[Begin Records supplied]

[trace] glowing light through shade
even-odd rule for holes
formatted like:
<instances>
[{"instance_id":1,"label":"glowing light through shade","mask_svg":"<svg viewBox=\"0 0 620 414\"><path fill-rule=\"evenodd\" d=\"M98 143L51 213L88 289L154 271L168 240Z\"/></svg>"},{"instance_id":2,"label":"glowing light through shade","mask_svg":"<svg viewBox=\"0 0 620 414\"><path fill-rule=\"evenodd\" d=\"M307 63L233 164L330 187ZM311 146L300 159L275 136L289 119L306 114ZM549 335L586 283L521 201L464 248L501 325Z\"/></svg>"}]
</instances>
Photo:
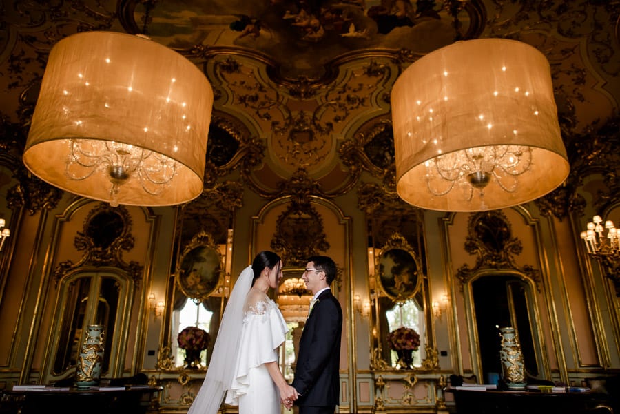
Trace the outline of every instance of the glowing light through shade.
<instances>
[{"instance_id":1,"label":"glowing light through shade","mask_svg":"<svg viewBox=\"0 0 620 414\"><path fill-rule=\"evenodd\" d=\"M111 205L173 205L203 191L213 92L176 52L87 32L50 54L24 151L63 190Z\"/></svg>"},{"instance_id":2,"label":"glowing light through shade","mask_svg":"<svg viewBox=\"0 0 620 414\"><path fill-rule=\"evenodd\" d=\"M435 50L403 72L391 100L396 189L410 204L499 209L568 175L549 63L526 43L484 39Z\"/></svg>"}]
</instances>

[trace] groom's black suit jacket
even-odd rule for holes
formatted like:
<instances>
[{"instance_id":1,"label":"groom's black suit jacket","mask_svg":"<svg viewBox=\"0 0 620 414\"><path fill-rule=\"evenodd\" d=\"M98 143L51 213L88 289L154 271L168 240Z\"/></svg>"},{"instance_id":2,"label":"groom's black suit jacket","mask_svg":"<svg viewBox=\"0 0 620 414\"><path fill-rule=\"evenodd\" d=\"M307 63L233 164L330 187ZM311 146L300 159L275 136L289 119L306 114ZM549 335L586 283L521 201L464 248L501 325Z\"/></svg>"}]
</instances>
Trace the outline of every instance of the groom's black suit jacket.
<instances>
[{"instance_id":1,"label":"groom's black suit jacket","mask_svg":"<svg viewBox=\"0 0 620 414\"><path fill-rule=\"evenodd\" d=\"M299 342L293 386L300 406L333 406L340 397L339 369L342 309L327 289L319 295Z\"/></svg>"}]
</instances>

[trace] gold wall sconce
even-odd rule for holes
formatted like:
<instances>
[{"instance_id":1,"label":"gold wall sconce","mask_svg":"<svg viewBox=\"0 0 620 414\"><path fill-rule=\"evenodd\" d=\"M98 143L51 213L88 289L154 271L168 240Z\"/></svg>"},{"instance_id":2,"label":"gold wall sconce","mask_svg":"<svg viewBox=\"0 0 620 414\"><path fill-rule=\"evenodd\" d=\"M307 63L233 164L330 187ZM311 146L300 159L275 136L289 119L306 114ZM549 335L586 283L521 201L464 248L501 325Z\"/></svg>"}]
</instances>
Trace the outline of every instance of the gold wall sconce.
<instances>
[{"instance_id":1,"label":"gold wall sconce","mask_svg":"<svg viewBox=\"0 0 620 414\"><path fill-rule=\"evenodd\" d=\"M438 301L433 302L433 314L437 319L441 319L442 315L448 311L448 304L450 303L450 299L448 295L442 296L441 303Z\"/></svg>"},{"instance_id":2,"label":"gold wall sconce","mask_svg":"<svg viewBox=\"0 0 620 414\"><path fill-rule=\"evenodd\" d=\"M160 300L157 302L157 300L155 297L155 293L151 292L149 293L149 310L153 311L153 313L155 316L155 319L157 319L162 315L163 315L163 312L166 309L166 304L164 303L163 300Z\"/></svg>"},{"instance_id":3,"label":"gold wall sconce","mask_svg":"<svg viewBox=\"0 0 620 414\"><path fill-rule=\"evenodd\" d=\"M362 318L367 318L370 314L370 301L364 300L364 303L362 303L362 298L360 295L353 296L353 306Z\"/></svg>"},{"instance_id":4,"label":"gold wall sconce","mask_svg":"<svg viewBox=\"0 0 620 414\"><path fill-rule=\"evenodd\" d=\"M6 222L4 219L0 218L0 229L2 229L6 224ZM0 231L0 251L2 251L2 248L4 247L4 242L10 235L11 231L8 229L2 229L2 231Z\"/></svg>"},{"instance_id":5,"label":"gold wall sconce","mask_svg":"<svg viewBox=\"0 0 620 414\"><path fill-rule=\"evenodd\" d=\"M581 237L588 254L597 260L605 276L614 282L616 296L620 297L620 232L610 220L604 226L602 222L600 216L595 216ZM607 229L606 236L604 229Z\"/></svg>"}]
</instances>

[End Records supplied]
[Begin Records supplied]

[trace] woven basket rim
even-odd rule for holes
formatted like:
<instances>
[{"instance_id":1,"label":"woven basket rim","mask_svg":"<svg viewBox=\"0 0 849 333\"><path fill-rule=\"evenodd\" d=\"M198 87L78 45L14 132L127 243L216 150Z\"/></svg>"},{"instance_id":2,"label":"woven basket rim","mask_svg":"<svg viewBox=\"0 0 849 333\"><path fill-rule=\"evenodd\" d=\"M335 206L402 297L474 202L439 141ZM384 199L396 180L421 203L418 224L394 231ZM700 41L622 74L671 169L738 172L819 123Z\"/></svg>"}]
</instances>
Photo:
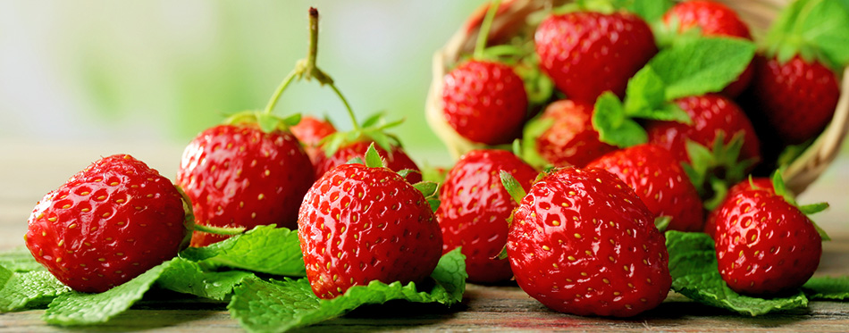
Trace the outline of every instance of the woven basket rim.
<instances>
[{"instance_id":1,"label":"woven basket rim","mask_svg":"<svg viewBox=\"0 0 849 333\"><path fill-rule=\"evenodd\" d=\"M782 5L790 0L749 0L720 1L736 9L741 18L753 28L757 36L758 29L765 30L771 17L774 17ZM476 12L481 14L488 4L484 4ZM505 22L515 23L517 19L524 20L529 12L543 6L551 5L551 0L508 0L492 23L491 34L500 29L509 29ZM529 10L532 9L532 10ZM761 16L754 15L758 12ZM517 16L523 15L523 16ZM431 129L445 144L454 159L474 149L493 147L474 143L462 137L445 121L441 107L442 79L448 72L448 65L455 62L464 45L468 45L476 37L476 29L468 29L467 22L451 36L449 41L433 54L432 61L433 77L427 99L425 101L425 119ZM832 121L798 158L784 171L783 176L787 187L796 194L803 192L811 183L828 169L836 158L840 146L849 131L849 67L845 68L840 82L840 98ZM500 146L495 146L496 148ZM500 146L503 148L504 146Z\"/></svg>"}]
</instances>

[End Records supplied]

- Written instruction -
Identify each line above that contains the string "groom", and copy every one of those lines in full.

- Answer to the problem -
[trace] groom's black suit jacket
[{"instance_id":1,"label":"groom's black suit jacket","mask_svg":"<svg viewBox=\"0 0 620 414\"><path fill-rule=\"evenodd\" d=\"M98 143L51 213L88 289L154 271L168 240Z\"/></svg>"},{"instance_id":2,"label":"groom's black suit jacket","mask_svg":"<svg viewBox=\"0 0 620 414\"><path fill-rule=\"evenodd\" d=\"M307 63L233 164L330 187ZM311 146L300 159L275 136L289 119L306 114ZM549 335L586 283L521 201L464 248L501 325Z\"/></svg>"}]
Trace the outline of every instance of the groom's black suit jacket.
[{"instance_id":1,"label":"groom's black suit jacket","mask_svg":"<svg viewBox=\"0 0 620 414\"><path fill-rule=\"evenodd\" d=\"M299 342L293 386L300 406L333 406L340 397L339 369L342 309L327 289L319 295Z\"/></svg>"}]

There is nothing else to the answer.